• Given problem
Please reproduce verbatim the part of the ticket booking design notes that begins at the words "- Users can view" and stops after "big events monthly).".

• Selected text
====

Ticket Booking - ashtishad/system-design GitHub Wiki
Functional Requirements:
- Users can search for events (e.g., by location, date, type).
- Users can view event details (e.g., seat maps, performers).
- Users can book tickets (reserve + confirm payment).
Non-Functional Requirements (Brief):
- Consistency: No double booking.
- Scalability: Handle surges (10% big events monthly).
- Low Latency: Search <200ms, booking <500ms.
-
Capacity Estimation (5 years):
- DAU: 10M users.
- Events: 10K/year * 5 = 50K events.
- Tickets: 50K * 10K tickets/event = 500M tickets.
- Storage: 50K events * 1KB + 500M tickets * 100B = 50MB + 50GB = ~50GB raw, ~500GB with indexes.
- QPS: Avg: 580 QPS; Peak (10% big events): 20,833 QPS.
- Event: {id, venue_id, performer_id, name, description, date, ticket_ids[]}
- Venue: {id, location, seat_map}
- Performer: {id, name}
- Ticket: {id, event_id, seat, price, status (available/reserved/booked), idempotency_key}
- GET /events/search?term={term}&location={loc}&date={date}: Returns event list.
- GET /events/{event_id}: Returns event details, tickets.
- POST /bookings/reserve: {event_id, ticket_id, idempotency_key}, reserves ticket.
- POST /bookings/confirm: {booking_id, payment_method}, confirms booking.

====

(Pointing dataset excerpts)
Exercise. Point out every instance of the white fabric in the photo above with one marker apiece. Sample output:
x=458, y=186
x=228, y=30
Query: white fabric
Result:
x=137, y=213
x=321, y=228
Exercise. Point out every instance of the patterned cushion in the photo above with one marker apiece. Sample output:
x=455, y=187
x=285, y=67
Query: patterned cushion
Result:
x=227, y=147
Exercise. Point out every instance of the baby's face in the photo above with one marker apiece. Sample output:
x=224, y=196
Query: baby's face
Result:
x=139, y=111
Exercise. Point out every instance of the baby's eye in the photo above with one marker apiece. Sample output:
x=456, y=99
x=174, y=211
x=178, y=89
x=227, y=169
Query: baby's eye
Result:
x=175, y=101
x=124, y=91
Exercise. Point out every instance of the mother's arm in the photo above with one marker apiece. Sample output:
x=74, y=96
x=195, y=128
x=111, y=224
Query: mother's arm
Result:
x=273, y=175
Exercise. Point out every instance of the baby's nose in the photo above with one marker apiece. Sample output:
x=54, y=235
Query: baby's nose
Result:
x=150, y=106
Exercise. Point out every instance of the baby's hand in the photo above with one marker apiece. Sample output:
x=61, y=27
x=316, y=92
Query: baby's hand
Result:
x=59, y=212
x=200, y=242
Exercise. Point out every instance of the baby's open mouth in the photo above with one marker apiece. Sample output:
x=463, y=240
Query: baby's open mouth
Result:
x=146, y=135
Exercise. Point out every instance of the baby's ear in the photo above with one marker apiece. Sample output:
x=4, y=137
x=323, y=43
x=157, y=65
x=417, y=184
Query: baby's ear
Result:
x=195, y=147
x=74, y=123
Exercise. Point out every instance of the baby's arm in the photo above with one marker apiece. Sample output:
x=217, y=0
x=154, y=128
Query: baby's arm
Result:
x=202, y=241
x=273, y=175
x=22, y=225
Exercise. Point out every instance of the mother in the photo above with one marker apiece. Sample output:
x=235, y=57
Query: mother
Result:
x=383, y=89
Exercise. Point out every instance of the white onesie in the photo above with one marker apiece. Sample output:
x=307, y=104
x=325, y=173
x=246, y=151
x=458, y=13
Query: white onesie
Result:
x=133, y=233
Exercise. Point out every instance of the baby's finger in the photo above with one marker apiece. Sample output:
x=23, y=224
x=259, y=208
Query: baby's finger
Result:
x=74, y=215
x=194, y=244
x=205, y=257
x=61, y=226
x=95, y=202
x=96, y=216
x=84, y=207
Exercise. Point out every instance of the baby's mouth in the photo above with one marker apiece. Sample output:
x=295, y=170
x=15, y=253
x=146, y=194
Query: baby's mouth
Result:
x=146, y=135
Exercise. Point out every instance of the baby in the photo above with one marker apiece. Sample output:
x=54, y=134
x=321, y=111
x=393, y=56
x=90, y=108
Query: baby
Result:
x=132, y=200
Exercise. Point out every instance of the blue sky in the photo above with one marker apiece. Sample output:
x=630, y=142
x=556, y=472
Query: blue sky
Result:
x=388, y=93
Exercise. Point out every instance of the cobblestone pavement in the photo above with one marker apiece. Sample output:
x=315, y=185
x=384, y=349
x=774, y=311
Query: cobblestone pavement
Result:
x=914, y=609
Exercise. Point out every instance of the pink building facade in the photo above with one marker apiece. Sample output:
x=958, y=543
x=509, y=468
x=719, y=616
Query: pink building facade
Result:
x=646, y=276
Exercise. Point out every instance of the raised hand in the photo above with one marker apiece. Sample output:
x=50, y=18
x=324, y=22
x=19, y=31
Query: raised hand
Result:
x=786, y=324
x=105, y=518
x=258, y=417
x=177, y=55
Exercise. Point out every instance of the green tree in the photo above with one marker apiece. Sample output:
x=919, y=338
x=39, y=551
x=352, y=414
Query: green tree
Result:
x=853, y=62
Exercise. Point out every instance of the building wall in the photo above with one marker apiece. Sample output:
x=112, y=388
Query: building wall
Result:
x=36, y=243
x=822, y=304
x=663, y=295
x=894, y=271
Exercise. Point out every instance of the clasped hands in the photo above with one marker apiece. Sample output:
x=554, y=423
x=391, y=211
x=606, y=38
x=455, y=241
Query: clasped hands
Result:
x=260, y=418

====

• Answer to the problem
- Users can view event details (e.g., seat maps, performers).
- Users can book tickets (reserve + confirm payment).
Non-Functional Requirements (Brief):
- Consistency: No double booking.
- Scalability: Handle surges (10% big events monthly).